Top of GIVEN DATA
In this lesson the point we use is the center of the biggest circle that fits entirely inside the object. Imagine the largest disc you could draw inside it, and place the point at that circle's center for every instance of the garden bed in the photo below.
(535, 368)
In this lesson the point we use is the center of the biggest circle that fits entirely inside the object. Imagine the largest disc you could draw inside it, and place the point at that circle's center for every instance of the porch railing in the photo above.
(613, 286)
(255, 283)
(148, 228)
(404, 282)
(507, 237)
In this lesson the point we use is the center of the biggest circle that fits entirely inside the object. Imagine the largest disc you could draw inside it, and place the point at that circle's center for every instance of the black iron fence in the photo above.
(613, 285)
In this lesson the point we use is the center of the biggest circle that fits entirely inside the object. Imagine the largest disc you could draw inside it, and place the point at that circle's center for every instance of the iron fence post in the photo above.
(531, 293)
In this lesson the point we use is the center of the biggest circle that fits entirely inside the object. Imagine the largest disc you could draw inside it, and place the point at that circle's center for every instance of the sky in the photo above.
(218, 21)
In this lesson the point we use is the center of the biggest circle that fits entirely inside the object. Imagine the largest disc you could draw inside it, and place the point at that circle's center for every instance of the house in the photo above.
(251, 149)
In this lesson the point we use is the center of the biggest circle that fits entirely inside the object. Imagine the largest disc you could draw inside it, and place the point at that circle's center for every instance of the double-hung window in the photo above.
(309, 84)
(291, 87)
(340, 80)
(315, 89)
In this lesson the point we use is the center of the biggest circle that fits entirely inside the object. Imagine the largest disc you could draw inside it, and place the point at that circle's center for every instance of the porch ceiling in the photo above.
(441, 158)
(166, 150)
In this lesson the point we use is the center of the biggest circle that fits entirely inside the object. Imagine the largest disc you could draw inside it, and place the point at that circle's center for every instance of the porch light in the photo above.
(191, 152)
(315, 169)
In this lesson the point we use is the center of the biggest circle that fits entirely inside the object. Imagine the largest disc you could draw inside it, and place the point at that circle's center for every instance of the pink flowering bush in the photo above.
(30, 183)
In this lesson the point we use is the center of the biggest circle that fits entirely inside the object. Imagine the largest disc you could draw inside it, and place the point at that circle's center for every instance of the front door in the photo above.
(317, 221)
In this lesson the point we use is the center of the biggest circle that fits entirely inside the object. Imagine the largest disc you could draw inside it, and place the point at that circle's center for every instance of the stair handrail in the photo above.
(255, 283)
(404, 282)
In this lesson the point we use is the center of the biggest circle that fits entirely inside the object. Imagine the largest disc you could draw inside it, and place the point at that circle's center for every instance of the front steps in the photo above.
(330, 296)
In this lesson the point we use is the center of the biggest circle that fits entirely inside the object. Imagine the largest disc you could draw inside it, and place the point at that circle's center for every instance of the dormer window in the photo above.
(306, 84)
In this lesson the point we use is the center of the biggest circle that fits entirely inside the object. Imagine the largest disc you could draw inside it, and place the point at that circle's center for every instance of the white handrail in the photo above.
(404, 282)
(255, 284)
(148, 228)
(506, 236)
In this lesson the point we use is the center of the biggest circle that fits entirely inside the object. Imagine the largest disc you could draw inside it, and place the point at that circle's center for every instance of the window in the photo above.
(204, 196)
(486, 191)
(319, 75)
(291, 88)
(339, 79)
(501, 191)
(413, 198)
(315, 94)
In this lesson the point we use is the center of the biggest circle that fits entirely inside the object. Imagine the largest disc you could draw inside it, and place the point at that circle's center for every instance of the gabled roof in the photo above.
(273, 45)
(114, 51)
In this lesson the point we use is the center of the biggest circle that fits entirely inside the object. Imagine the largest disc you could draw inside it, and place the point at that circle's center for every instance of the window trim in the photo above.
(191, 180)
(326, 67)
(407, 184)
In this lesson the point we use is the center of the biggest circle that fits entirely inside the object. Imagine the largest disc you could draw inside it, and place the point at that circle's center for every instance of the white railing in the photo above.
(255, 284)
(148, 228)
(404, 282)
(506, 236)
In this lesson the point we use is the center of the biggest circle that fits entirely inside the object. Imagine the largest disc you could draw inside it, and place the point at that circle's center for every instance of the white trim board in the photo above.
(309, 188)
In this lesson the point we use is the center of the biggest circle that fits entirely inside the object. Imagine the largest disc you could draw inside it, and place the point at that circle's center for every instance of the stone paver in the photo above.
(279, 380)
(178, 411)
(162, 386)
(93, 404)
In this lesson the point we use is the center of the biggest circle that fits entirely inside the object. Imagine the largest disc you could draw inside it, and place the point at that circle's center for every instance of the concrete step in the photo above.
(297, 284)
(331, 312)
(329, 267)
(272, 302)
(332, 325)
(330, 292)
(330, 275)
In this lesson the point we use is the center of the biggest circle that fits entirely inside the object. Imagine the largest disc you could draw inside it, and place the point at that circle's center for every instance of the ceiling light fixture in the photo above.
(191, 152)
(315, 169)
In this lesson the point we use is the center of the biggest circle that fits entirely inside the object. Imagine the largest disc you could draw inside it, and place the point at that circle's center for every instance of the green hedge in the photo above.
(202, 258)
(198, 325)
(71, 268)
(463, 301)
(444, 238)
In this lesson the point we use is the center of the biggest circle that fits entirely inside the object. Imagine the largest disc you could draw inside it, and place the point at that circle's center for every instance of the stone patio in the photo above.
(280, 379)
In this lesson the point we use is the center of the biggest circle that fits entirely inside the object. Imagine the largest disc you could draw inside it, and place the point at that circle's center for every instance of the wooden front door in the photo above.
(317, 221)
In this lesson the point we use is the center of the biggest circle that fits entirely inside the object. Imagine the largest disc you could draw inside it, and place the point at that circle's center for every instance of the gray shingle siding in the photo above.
Bottom of GIVEN DATA
* **PROBLEM DETAILS**: Put down each entry again, unchanged and complete.

* **EXPECTED ANSWER**:
In this lesson the point we use is the center of the biggest circle that fits entirely inside the object. Imagine the largest disc you could draw inside it, and place the point at that circle's center for every instance of the garden bed in the photo below.
(535, 368)
In this lesson the point we use is the center of the biggest circle that fits entirely inside the object. Imagine the largest disc you could draw inside it, and place the point at that circle's center for every instance of the porch railing in the photo above.
(613, 286)
(255, 283)
(148, 228)
(404, 282)
(507, 237)
In this lesson the point we use is the center of the biggest circle that fits entirely inside the object. Imagine the largest disc you could draw inside it, and place the point at that circle's center for every instance of the black iron fence in the photo above.
(613, 285)
In this lesson the point we use is the center of the biggest circle that fits entirely inside the object. Imagine the largest disc you could draw inside it, and place the point at that circle's center for every instance of the iron fence post in the photo above.
(531, 293)
In this lesson the point we use is the center of the biggest circle that fits entirely inside the object. Imagine the largest disc you could draw inside it, and place the point at that circle's center for every instance of the sky in the photo above.
(218, 21)
In this lesson the point we use is the center of the biggest circle that fits entirely inside the object. Imagine the largest disc you could draw inside it, and place the point at that circle's center for every instance of the house in the photo above.
(251, 149)
In this lesson the point we use is the center of the biggest circle that fits entirely inside the object. Imagine the largest disc you could draw inside it, and place the point at that circle's center for every instance of the double-hung window in the photo above.
(309, 84)
(291, 87)
(340, 80)
(315, 89)
In this lesson the point we use is the center of the biggest circle that fits entirely inside the object. Imagine the largest disc you could draw inside it, and place the point at that circle's center for every instance of the porch ceiling in the photo above.
(441, 158)
(166, 150)
In this lesson the point we use is the center of the biggest circle that fits entirely inside the object. Imagine the largest disc you could draw inside it, and place the point at that circle's center for every instance of the porch light in the photo above.
(191, 152)
(315, 169)
In this lesson the point we use is the center of the biggest circle that fits entirely inside the object. Imagine the largest disc you could draw inside it, and place the point at that circle's center for every instance of the pink flowering bush in the photo above.
(30, 183)
In this lesson the point we use is the center of the biggest circle that fits entirely inside the object. Imagine the largest disc you could draw inside it, and place the point at that circle's center for every instance of the front door in the photo above.
(317, 221)
In this lesson the point we use is the center of the biggest circle that fits entirely inside the object. Imagine the largest disc you could draw inside it, and place the point at that circle's center for every instance of the stair handrail in the photo above.
(255, 283)
(404, 282)
In this lesson the point we use is the center of the biggest circle that fits entirely inside the object. Imagine the largest disc you could draw inside it, and place the point at that circle's center for every instance of the front steps in the photo above.
(330, 296)
In this lesson the point we use is the center of the biggest circle that fits entirely inside the object. Imagine the largest disc you could draw inside it, and place the point at that circle's center for every instance of the dormer window in the photo above.
(306, 84)
In this lesson the point we use is the center of the biggest circle that fits entirely inside the object. Imagine the largest disc you could draw inside it, and place the point at that circle's center for every instance of the white handrail in the photo above.
(404, 282)
(255, 284)
(148, 228)
(506, 236)
In this lesson the point we use is the center of the biggest circle that fits entirely inside the object. Imagine the largest disc you could draw inside it, and place the point at that circle's center for every instance of the window in the photo above.
(204, 196)
(486, 191)
(319, 75)
(291, 88)
(339, 79)
(501, 191)
(413, 198)
(315, 94)
In this lesson the point we use is the center of the biggest circle that fits entirely inside the object. Imagine the largest disc you could draw inside it, and place the point at that circle's center for every instance of the gabled roof in the photo above.
(273, 45)
(114, 51)
In this lesson the point we use is the center of the biggest circle that fits entirely inside the object. Imagine the largest disc you could draw inside it, and place the point at that circle's center for every instance of the window trim in the photo above.
(191, 180)
(326, 67)
(407, 184)
In this lesson the point we use is the center of the biggest circle that fits entirely inside the object. Imagine the largest disc you could draw inside it, and place the point at that circle's center for every instance of the white railing in the photo above.
(255, 284)
(148, 228)
(404, 282)
(506, 236)
In this lesson the point we use is the center of the biggest circle that fits entirely inside the object. Imagine the largest disc you could draw inside it, and place the point at that circle's center for every instance of the white trim board in the photo above.
(309, 188)
In this lesson the point we use is the center of the biggest circle that fits entirely inside the object. Imagine the largest disc you could draw inside it, and place the point at that circle's center for every instance of the stone paver in the photo above.
(279, 380)
(178, 411)
(162, 386)
(93, 404)
In this lesson the point we use is the center of the biggest circle that fits entirely inside the object. Imagine the largest disc you could draw inside it, and place the point at that circle's center for every instance of the concrete step in the photo above.
(297, 284)
(331, 312)
(329, 267)
(272, 302)
(332, 325)
(330, 292)
(330, 275)
In this lesson the point we use is the center of the biggest circle that fits entirely inside the object. Imagine the largest disc you could draw inside it, and place the point at that circle's center for every instance of the ceiling light fixture in the photo above.
(191, 152)
(315, 169)
In this lesson the point we use is the center of the biggest circle that fits entirely inside the object. Imagine the largest disc you could draw inside it, and place the point at that circle's center for every instance of the green hedge in the photo above.
(202, 258)
(198, 325)
(71, 268)
(463, 301)
(444, 238)
In this lesson the point we use is the center of the biggest circle that fits entirely inside the object. Imagine the largest disc you could draw inside it, and place the point at that circle's center for every instance of the stone patio in the photo above.
(280, 379)
In this lesson the point we use is the center of the biggest circle that fits entirely inside the object. Imagine the largest disc you could draw inside it, and place the point at that circle's center for every instance of the wooden front door in the photo above.
(317, 221)
In this lesson the point we use is the center of the biggest circle that fits entirely inside the object. Imagine the largest disc you could draw inside it, and place the point at that circle's center for every instance of the gray shingle siding in the photo above.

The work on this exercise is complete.